▶ **The data**
━━━━━━━━━━━━━━━━━━━━━━━━━━━━━━
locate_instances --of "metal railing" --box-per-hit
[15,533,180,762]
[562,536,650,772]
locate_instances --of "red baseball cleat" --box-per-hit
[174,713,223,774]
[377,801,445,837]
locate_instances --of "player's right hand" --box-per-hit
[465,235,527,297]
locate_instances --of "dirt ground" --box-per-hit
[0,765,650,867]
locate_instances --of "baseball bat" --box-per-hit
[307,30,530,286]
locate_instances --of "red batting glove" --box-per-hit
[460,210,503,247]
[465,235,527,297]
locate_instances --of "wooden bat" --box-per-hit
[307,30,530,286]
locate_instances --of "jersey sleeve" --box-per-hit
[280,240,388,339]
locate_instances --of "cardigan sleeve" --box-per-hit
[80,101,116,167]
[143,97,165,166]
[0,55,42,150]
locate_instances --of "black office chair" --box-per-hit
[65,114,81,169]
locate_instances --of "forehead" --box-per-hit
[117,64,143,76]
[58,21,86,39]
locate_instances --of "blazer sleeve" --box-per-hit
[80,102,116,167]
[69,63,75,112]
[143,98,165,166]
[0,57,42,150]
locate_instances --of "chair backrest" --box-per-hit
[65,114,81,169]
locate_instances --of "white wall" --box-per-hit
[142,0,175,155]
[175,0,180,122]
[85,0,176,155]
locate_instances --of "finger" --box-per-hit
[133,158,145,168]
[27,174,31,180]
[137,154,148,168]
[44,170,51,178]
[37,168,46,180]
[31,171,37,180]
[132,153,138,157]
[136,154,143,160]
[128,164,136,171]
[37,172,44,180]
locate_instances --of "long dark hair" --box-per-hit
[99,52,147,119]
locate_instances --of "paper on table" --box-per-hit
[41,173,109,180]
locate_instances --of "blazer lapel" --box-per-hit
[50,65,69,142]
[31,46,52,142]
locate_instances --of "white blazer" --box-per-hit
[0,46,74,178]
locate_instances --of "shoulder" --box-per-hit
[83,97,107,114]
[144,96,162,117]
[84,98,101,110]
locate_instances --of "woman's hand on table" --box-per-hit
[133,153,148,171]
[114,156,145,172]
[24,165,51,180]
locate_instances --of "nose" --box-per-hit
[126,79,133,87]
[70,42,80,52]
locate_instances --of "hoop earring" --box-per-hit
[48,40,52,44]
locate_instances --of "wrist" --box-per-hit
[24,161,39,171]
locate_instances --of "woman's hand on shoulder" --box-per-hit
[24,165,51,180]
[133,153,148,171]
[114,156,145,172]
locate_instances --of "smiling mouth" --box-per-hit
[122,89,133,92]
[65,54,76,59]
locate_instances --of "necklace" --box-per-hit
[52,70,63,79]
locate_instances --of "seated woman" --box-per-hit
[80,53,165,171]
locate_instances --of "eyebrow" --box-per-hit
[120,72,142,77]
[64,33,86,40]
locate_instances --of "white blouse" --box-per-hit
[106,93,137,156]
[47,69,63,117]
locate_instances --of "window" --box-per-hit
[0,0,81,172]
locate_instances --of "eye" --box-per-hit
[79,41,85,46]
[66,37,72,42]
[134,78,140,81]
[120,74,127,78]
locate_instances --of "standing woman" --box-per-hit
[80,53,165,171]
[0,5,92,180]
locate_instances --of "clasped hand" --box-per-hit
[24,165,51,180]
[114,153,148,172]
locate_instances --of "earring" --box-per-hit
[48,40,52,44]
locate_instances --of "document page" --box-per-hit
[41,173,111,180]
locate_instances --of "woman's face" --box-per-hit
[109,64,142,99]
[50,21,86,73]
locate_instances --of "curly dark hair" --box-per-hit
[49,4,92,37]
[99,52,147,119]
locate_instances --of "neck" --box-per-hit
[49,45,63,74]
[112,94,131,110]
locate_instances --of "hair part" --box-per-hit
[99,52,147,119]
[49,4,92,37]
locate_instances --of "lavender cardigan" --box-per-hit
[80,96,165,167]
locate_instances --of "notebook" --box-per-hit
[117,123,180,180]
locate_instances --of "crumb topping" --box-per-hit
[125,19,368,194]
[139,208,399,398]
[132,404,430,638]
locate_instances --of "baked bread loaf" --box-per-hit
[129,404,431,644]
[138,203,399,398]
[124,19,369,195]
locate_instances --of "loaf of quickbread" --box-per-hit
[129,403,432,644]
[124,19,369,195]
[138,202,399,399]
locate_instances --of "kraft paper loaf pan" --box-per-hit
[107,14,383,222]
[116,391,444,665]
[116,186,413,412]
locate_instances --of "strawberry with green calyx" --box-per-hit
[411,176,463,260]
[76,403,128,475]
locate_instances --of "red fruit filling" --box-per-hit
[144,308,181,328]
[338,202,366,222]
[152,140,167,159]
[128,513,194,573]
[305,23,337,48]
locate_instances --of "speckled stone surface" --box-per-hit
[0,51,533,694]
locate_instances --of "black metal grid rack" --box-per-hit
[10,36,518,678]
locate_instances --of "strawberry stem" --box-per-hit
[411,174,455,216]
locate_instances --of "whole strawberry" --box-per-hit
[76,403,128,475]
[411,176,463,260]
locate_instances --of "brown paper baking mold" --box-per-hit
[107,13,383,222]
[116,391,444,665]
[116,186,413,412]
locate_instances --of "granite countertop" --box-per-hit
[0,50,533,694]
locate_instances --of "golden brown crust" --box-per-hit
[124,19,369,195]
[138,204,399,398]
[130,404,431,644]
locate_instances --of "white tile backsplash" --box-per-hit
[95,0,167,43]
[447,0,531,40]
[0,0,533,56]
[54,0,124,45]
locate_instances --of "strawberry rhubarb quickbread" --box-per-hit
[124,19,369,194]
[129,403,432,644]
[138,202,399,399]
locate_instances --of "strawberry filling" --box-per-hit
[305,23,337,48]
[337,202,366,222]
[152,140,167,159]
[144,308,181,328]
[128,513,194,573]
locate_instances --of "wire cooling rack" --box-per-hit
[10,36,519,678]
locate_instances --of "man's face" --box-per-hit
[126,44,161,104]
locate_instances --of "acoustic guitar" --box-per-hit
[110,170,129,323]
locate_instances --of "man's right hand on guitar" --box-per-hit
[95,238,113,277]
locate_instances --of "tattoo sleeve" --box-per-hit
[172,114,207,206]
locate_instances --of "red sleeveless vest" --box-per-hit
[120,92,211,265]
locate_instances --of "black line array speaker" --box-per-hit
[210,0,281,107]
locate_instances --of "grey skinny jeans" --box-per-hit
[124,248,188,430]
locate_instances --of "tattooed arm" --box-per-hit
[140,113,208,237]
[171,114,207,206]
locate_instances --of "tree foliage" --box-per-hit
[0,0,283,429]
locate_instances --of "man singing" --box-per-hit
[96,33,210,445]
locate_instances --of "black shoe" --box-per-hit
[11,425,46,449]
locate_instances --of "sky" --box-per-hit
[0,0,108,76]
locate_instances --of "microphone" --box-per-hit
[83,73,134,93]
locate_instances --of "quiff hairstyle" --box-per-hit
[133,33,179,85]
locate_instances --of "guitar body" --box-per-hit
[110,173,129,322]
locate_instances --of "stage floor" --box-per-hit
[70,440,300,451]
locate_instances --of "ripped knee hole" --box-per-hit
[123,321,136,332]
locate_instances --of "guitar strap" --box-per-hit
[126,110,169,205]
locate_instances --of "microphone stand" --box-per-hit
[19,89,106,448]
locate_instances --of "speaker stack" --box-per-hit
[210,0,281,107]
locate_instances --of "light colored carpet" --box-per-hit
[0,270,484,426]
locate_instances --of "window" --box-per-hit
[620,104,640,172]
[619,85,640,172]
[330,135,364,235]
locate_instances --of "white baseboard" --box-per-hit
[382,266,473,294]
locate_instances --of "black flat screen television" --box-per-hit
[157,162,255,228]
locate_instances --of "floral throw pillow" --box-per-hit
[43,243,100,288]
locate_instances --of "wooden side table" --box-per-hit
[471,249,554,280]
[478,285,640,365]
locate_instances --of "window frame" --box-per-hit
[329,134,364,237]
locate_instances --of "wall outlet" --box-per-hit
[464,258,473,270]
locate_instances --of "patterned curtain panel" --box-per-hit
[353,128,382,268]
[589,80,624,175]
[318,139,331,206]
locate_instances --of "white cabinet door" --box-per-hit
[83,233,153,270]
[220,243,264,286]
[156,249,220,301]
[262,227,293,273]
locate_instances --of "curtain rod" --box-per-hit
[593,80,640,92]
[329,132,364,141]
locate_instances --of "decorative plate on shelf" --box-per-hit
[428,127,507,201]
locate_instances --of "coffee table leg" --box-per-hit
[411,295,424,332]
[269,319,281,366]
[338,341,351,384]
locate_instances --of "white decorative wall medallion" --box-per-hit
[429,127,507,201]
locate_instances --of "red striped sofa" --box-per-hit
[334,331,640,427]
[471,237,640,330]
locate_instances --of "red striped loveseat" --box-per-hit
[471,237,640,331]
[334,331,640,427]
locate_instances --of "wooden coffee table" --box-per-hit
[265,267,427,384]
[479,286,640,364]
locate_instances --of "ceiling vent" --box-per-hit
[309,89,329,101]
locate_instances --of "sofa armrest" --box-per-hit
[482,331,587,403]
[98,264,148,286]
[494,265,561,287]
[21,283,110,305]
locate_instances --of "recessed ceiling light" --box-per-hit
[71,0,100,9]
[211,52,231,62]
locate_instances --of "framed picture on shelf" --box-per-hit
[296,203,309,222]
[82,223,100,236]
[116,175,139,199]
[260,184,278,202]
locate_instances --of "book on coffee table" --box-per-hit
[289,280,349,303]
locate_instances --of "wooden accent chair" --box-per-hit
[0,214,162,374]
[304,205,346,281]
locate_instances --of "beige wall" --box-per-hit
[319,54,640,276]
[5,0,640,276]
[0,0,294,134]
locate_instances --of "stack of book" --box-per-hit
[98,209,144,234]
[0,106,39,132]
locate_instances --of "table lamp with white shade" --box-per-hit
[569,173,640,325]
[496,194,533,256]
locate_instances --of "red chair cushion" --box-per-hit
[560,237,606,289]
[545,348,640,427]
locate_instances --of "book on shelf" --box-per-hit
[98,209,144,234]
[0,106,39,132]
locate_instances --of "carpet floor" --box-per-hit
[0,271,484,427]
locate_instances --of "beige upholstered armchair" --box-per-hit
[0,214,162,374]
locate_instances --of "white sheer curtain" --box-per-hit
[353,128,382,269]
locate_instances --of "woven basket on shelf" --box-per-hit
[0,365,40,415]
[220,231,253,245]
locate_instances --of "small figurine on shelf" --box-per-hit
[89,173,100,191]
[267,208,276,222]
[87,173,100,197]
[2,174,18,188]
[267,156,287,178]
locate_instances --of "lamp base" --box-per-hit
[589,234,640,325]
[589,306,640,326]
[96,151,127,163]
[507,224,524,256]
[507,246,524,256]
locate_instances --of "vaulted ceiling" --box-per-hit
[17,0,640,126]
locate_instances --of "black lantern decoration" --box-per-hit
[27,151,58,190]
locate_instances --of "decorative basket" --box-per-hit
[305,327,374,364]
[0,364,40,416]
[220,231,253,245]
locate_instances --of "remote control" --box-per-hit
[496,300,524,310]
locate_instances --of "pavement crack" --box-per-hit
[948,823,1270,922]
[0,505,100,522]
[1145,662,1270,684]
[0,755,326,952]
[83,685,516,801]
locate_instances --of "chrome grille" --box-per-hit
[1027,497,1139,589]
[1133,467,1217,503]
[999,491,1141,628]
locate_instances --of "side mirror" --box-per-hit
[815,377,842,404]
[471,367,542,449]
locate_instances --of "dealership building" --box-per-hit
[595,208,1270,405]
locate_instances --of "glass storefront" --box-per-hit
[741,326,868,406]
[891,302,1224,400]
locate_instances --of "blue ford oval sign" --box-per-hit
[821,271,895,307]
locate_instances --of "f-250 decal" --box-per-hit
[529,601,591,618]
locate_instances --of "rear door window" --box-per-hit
━━━━━━━━━━━━━━━━━━━━━━━━━━━━━━
▶ **Given exercise**
Express everything from the start of the items down to and including the line that contains "[41,173,109,180]" as a JSON list of strings, one string per line, with blank lines left out.

▶ **Full response**
[
  "locate_instances --of \"metal railing\" --box-per-hit",
  "[15,533,180,762]",
  "[562,536,650,772]",
  "locate_instances --of \"red baseball cleat\" --box-per-hit",
  "[174,713,223,774]",
  "[377,801,445,837]",
  "locate_instances --of \"player's right hand\" --box-per-hit",
  "[465,235,527,297]",
  "locate_instances --of \"dirt ground\" --box-per-hit",
  "[0,765,650,867]",
  "locate_instances --of \"baseball bat\" --box-per-hit",
  "[307,30,530,286]",
  "locate_instances --of \"red batting glove\" --box-per-hit",
  "[460,210,503,247]",
  "[465,235,527,297]",
  "locate_instances --of \"wooden bat\" --box-per-hit",
  "[307,30,530,286]",
  "locate_instances --of \"jersey sleeve\" --box-per-hit",
  "[280,240,388,339]",
  "locate_instances --of \"cardigan sleeve\" --box-per-hit",
  "[80,101,116,167]",
  "[143,97,165,166]",
  "[0,55,42,150]",
  "locate_instances --of \"black office chair\" --box-per-hit",
  "[65,114,81,169]",
  "locate_instances --of \"forehead\" --box-per-hit",
  "[117,64,143,76]",
  "[58,21,86,39]",
  "locate_instances --of \"blazer sleeve\" --box-per-hit",
  "[80,102,116,167]",
  "[69,63,75,112]",
  "[143,98,165,166]",
  "[0,57,42,150]",
  "locate_instances --of \"chair backrest\" --box-per-hit",
  "[65,114,81,169]",
  "locate_instances --of \"white wall\" --box-per-hit",
  "[142,0,175,155]",
  "[175,0,180,122]",
  "[85,0,176,155]",
  "locate_instances --of \"finger\" --box-per-hit",
  "[133,158,145,168]",
  "[27,174,31,180]",
  "[137,154,148,168]",
  "[44,170,51,178]",
  "[37,168,46,180]",
  "[31,171,37,180]",
  "[132,153,138,157]",
  "[136,154,143,160]",
  "[128,164,136,171]",
  "[37,172,44,180]",
  "locate_instances --of \"long dark hair\" --box-per-hit",
  "[99,52,147,119]",
  "locate_instances --of \"paper on table\" --box-per-hit",
  "[41,173,109,180]"
]